**TASK TO COMPLETE**
Reproduce the records from their start through the line holding "[(189, 106)]", inclusive, swapping "marker" for "pin" and changing nothing else.

Named object pointing records:

┌──

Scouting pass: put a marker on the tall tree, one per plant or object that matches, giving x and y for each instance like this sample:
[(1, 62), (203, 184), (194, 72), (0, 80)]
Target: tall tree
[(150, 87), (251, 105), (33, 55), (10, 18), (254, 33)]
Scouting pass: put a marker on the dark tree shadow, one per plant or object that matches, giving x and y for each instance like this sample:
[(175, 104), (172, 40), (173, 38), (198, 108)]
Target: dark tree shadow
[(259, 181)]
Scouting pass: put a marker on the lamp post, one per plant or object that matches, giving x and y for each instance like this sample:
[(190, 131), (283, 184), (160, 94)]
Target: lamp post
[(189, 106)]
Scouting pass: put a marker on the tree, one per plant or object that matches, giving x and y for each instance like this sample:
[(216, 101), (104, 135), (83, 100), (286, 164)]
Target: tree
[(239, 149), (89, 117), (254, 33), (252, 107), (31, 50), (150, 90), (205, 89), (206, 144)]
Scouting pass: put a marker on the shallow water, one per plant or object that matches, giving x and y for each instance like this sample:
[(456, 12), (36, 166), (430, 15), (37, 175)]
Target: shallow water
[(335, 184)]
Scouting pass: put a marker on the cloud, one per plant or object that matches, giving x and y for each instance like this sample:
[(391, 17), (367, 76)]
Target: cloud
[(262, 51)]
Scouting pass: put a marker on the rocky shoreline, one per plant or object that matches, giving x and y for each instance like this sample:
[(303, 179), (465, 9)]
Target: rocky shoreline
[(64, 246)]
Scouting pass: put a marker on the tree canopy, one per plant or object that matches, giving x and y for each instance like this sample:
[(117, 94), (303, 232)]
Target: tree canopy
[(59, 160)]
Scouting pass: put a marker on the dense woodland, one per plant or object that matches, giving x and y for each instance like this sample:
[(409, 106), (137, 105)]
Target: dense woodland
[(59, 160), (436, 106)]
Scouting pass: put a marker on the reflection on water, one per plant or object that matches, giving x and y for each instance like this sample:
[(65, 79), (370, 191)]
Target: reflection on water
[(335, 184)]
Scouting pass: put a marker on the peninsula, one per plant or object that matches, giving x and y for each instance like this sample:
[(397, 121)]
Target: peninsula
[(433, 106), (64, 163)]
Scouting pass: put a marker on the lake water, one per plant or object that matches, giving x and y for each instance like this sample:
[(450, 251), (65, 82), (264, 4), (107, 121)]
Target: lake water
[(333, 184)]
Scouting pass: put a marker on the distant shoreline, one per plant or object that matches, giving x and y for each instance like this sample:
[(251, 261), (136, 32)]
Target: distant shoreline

└──

**CORRECT RESULT**
Scouting pass: put a pin on the tall tree, one per plant or object that matches, giving x and y for each instance like this sample:
[(1, 62), (203, 184), (194, 72), (0, 80)]
Target: tall tree
[(150, 87), (251, 105), (33, 55), (10, 18), (254, 33)]
Scouting pass: put a pin on the dark tree shadow, one per plant or object that matches, giving x and y for each instance like this sample:
[(175, 104), (172, 40), (173, 38), (198, 108)]
Target: dark tree shadow
[(259, 181)]
Scouting pass: put a pin on the lamp post, one per plant or object that matches, giving x and y for each instance like this sample:
[(190, 131), (283, 184), (160, 94)]
Target: lamp post
[(189, 106)]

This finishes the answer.